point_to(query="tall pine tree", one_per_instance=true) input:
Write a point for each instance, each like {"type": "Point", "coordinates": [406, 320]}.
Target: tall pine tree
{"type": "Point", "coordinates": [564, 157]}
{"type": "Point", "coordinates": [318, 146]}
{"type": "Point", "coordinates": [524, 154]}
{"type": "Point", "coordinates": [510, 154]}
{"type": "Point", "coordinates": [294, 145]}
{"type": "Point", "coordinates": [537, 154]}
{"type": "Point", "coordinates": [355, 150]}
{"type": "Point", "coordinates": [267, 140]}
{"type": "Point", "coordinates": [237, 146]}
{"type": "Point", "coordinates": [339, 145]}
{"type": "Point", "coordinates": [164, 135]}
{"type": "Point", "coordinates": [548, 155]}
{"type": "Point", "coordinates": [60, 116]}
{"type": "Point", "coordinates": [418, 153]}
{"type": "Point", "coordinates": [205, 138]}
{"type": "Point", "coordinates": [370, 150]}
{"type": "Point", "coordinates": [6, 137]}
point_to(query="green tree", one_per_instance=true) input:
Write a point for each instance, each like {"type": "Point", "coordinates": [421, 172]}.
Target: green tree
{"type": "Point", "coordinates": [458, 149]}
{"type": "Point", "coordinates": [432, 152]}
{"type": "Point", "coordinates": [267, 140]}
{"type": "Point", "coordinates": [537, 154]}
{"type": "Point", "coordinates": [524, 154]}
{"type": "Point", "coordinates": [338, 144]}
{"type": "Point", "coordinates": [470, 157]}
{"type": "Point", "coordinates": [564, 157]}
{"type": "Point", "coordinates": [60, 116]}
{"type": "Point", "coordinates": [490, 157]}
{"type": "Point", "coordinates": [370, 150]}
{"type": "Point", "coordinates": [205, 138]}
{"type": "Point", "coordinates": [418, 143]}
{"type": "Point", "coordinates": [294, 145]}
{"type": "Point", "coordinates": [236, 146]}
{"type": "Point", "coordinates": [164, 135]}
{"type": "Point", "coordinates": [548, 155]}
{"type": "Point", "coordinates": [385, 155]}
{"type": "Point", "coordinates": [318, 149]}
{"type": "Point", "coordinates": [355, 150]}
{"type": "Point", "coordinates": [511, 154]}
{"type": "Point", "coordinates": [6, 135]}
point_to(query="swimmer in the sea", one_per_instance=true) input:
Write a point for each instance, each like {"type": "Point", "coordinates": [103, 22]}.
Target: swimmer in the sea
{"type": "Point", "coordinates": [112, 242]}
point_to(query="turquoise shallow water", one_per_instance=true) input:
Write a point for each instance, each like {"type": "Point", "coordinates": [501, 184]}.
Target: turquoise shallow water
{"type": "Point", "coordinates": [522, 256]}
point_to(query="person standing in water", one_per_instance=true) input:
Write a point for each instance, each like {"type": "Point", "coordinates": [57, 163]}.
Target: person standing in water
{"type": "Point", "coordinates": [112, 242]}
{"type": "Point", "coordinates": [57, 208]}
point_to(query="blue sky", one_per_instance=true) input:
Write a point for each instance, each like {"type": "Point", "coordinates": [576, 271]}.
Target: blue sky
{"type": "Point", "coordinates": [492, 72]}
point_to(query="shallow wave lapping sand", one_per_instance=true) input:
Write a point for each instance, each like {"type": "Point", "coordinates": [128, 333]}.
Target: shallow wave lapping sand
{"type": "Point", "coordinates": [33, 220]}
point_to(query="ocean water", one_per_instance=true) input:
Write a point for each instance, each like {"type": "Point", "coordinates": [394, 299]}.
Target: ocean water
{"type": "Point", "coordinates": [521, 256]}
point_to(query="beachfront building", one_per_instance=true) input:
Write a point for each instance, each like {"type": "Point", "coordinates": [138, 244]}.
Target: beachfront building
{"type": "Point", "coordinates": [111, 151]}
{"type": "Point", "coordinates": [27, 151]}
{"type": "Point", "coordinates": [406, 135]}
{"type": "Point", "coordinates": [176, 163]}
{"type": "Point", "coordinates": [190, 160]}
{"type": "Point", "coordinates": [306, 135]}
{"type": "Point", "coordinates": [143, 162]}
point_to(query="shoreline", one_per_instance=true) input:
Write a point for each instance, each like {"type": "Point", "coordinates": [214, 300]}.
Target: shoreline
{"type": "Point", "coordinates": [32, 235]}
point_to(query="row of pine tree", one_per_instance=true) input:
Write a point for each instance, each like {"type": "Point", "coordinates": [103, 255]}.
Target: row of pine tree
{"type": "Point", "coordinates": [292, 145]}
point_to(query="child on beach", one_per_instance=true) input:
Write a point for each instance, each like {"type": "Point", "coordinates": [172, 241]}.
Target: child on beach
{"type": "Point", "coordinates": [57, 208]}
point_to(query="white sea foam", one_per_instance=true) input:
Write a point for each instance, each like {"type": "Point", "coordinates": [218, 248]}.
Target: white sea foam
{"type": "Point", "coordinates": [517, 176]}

☆ ☆ ☆ ☆ ☆ ☆ ☆

→ TASK INSTRUCTIONS: Take the entries above and transcribe them in full.

→ ANSWER TO THE EXERCISE:
point_to(query="tall pine tree", one_per_instance=true) input:
Write a point for each instance, each like {"type": "Point", "coordinates": [406, 320]}.
Target: tall pine tree
{"type": "Point", "coordinates": [564, 157]}
{"type": "Point", "coordinates": [318, 146]}
{"type": "Point", "coordinates": [524, 154]}
{"type": "Point", "coordinates": [510, 154]}
{"type": "Point", "coordinates": [294, 145]}
{"type": "Point", "coordinates": [537, 154]}
{"type": "Point", "coordinates": [355, 150]}
{"type": "Point", "coordinates": [267, 140]}
{"type": "Point", "coordinates": [237, 146]}
{"type": "Point", "coordinates": [339, 145]}
{"type": "Point", "coordinates": [164, 135]}
{"type": "Point", "coordinates": [548, 155]}
{"type": "Point", "coordinates": [60, 116]}
{"type": "Point", "coordinates": [418, 153]}
{"type": "Point", "coordinates": [205, 138]}
{"type": "Point", "coordinates": [370, 150]}
{"type": "Point", "coordinates": [6, 137]}
point_to(query="green tree", one_per_instance=true) input:
Write a point for each instance, each like {"type": "Point", "coordinates": [421, 172]}.
Target: green tree
{"type": "Point", "coordinates": [458, 149]}
{"type": "Point", "coordinates": [432, 152]}
{"type": "Point", "coordinates": [267, 140]}
{"type": "Point", "coordinates": [537, 154]}
{"type": "Point", "coordinates": [524, 154]}
{"type": "Point", "coordinates": [338, 144]}
{"type": "Point", "coordinates": [470, 157]}
{"type": "Point", "coordinates": [564, 157]}
{"type": "Point", "coordinates": [60, 116]}
{"type": "Point", "coordinates": [490, 157]}
{"type": "Point", "coordinates": [370, 150]}
{"type": "Point", "coordinates": [205, 138]}
{"type": "Point", "coordinates": [418, 143]}
{"type": "Point", "coordinates": [294, 145]}
{"type": "Point", "coordinates": [236, 146]}
{"type": "Point", "coordinates": [164, 135]}
{"type": "Point", "coordinates": [548, 155]}
{"type": "Point", "coordinates": [385, 155]}
{"type": "Point", "coordinates": [318, 149]}
{"type": "Point", "coordinates": [355, 150]}
{"type": "Point", "coordinates": [511, 154]}
{"type": "Point", "coordinates": [6, 135]}
point_to(query="swimmer in the sea", one_per_instance=true) input:
Write a point for each instance, each like {"type": "Point", "coordinates": [103, 22]}.
Target: swimmer in the sea
{"type": "Point", "coordinates": [112, 242]}
point_to(query="turquoise shallow water", one_per_instance=true) input:
Write a point for each instance, each like {"type": "Point", "coordinates": [501, 184]}.
Target: turquoise shallow water
{"type": "Point", "coordinates": [522, 256]}
point_to(query="person standing in water", one_per_instance=true) input:
Write a point for each instance, each like {"type": "Point", "coordinates": [57, 163]}.
Target: person standing in water
{"type": "Point", "coordinates": [112, 242]}
{"type": "Point", "coordinates": [57, 208]}
point_to(query="blue sky", one_per_instance=true) input:
Write a point for each instance, each like {"type": "Point", "coordinates": [576, 271]}.
Target: blue sky
{"type": "Point", "coordinates": [492, 72]}
point_to(query="shallow wave lapping sand", one_per_instance=true) input:
Write a point for each instance, each like {"type": "Point", "coordinates": [128, 333]}.
Target: shallow wave lapping sand
{"type": "Point", "coordinates": [33, 220]}
point_to(query="ocean water", one_per_instance=true) input:
Write a point for each instance, each like {"type": "Point", "coordinates": [394, 299]}.
Target: ocean water
{"type": "Point", "coordinates": [521, 256]}
point_to(query="beachfront building", one_per_instance=true) input:
Write a point for each instance, each like {"type": "Point", "coordinates": [138, 244]}.
Target: beachfront building
{"type": "Point", "coordinates": [111, 151]}
{"type": "Point", "coordinates": [27, 151]}
{"type": "Point", "coordinates": [406, 135]}
{"type": "Point", "coordinates": [176, 163]}
{"type": "Point", "coordinates": [190, 160]}
{"type": "Point", "coordinates": [306, 135]}
{"type": "Point", "coordinates": [143, 162]}
point_to(query="shoreline", one_per_instance=true) input:
Write a point for each instance, each like {"type": "Point", "coordinates": [214, 300]}.
Target: shoreline
{"type": "Point", "coordinates": [32, 235]}
point_to(query="row of pine tree", one_per_instance=true) input:
Write a point for each instance, each like {"type": "Point", "coordinates": [103, 255]}.
Target: row of pine tree
{"type": "Point", "coordinates": [292, 145]}
point_to(query="child on beach", one_per_instance=true) input:
Write a point for each instance, each like {"type": "Point", "coordinates": [172, 241]}.
Target: child on beach
{"type": "Point", "coordinates": [57, 208]}
point_to(query="white sea foam", one_per_instance=true) input:
Write a point for each instance, each like {"type": "Point", "coordinates": [218, 248]}.
Target: white sea foam
{"type": "Point", "coordinates": [517, 176]}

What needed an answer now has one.